Stored entries:

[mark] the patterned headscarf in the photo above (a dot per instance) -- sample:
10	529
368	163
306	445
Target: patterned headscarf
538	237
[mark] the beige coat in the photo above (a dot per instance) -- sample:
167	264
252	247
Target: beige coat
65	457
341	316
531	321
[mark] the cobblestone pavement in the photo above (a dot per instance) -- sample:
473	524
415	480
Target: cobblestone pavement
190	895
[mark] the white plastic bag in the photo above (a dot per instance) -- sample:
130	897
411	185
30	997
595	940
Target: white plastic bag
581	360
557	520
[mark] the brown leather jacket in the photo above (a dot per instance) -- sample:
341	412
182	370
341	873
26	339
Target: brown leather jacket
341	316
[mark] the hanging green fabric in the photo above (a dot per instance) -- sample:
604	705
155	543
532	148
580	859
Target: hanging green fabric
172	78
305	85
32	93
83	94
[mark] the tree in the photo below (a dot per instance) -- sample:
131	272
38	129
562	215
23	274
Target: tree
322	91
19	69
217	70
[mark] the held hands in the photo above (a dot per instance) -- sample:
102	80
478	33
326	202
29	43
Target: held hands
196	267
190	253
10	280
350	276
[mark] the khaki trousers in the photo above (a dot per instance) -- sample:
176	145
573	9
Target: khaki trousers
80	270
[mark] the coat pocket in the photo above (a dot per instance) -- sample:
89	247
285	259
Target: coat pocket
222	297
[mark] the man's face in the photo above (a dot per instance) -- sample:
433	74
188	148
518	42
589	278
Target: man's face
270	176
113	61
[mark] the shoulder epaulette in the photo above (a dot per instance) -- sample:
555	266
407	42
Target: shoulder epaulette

What is required:
Please write out again, unchanged, every line from the one containing "[mark] the held" through the end of the rows, inclusive.

Complete response:
[mark] the held hands in the photo above (a dot per instance) -- sample:
102	80
478	33
326	202
29	43
Target: held hands
196	267
190	253
10	280
350	276
[mark] the khaki trousers in the photo above (a dot per instance) -- sample:
176	145
573	9
Target: khaki trousers
80	270
[mark] the coat pocket in the photo above (a dot per instance) -- sample:
89	247
285	259
Target: coat pocket
222	297
[mark] the man's face in the photo above (a dot per instance) -- sample:
433	74
188	148
518	42
589	278
Target: man's face
270	176
113	61
[mark] the shoulder epaulette in the photo above (a dot per instance) -- sample:
555	266
407	42
Target: shoulder epaulette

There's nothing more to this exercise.